▶ **Written instruction**:
Exactly reproduce each record listed below.

## start

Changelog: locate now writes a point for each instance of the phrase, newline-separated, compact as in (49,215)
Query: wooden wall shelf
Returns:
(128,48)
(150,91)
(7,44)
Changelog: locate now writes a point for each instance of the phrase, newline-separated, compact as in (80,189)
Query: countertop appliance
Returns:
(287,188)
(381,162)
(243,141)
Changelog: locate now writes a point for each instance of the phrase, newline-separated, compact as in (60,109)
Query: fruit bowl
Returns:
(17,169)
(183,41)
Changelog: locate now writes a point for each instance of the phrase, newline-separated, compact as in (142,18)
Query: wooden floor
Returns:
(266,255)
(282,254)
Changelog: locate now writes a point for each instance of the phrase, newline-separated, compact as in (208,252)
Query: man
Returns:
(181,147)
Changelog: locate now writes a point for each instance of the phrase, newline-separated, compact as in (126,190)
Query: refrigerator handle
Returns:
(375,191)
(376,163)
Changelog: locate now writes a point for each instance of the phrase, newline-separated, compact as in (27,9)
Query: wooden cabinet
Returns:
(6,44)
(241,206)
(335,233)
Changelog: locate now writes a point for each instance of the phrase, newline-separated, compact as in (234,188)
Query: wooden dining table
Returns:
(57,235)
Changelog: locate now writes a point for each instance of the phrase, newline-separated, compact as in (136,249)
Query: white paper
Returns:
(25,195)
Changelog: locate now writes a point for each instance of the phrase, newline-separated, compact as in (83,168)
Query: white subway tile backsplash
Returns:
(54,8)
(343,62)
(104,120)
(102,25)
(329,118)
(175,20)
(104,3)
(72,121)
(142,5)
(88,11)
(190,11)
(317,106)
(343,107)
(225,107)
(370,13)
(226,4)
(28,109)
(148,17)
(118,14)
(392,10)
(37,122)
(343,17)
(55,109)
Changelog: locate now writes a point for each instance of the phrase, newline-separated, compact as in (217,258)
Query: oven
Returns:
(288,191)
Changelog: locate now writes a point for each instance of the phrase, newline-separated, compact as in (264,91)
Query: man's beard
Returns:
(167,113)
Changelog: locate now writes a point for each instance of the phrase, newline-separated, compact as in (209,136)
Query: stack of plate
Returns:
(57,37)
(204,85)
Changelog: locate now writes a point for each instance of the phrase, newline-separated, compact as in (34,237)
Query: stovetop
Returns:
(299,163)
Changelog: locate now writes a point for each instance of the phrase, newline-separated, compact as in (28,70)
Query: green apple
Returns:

## end

▶ **Completed exercise**:
Changelog: locate now writes a point for each instance of the phrase, newline-separated, compact as in (49,215)
Query: wooden wall shelf
Returns:
(128,48)
(150,91)
(7,44)
Changelog: locate now writes a point for each instance of the phrase, newline-separated, compact as in (80,189)
Query: countertop appliance
Returns:
(287,188)
(381,162)
(243,141)
Changelog: locate now writes a point for each instance of the phrase, newline-separated, compact as in (60,109)
Query: fruit bowl
Returns:
(17,169)
(183,41)
Changelog: locate now writes a point for each instance of the phrase, newline-separated, compact as in (142,18)
Query: wooden floor
Returns:
(266,255)
(282,254)
Changelog: locate now writes a point for each instance of the phrase, newline-separated, compact as in (208,252)
Query: man
Returns:
(181,147)
Changelog: locate now writes a point for each instance of the phrase, newline-separated, compact as in (126,190)
Query: refrigerator handle
Returns:
(375,191)
(376,163)
Changelog: locate now writes a point for each instance of the phrase, newline-separated, compact as in (27,9)
Query: wooden cabinet
Returns:
(6,44)
(241,206)
(335,233)
Changelog: locate now writes a point for each instance of the phrase, newline-separated, compact as in (234,188)
Query: wooden dining table
Returns:
(57,235)
Changelog: locate now writes a point for each instance of the phrase, newline-separated, compact as in (136,249)
Query: white paper
Returns:
(25,195)
Changelog: locate now writes a point for each instance of the phrase, newline-separated, compact as in (83,168)
Query: white subway tile backsplash
Returns:
(54,8)
(343,62)
(104,120)
(102,25)
(329,118)
(175,20)
(104,3)
(72,121)
(142,5)
(88,11)
(190,11)
(317,106)
(343,107)
(225,107)
(370,13)
(226,4)
(28,109)
(148,17)
(118,14)
(392,10)
(37,122)
(343,17)
(55,109)
Changelog: locate now writes a point for each instance of the phrase, newline-separated, compact as in (217,258)
Query: oven
Returns:
(288,191)
Changelog: locate now writes a point for each instance of the phrase, newline-separated, compact as in (264,91)
Query: man's beard
Returns:
(167,113)
Changelog: locate now writes a point for each instance of the phrase, newline-separated, compact as in (209,136)
Query: stack of plate
Returns:
(57,37)
(204,85)
Changelog: locate now writes a point for each instance of the phrase, newline-separated, compact as in (34,237)
Query: stovetop
Returns:
(299,163)
Changelog: locate now writes a point for each instance of the phrase, newline-separated, compact as in (28,70)
Query: green apple
Returns:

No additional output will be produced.